● **Problem details**
Tally the lines below that contain the word "house". Only the number should be returned.

● **Provided data**
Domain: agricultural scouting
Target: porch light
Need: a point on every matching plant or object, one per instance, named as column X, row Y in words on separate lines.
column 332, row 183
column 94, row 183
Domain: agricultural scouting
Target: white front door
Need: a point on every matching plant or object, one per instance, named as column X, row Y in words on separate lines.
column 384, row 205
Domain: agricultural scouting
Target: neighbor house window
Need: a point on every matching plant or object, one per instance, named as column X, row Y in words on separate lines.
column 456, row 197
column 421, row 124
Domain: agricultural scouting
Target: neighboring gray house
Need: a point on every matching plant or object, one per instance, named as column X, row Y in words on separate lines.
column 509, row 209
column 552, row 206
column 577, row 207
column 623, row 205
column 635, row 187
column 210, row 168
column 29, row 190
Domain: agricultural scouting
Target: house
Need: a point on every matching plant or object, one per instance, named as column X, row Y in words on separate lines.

--

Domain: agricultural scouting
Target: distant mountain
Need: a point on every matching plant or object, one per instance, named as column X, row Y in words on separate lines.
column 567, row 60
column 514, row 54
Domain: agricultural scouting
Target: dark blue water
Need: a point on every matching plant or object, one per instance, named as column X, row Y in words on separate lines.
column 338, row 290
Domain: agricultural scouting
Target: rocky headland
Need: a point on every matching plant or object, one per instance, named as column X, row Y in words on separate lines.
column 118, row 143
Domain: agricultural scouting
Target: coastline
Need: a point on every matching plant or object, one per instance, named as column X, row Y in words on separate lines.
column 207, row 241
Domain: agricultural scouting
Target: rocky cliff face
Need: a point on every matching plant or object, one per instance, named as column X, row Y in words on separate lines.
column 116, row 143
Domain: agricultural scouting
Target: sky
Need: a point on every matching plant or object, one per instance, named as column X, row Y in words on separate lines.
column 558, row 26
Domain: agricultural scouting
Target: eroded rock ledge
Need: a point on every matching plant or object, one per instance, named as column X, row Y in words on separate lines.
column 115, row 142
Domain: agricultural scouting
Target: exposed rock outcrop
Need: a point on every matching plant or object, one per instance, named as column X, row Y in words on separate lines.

==

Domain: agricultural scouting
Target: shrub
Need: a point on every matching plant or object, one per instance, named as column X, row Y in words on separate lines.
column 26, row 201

● **Answer to the exercise**
3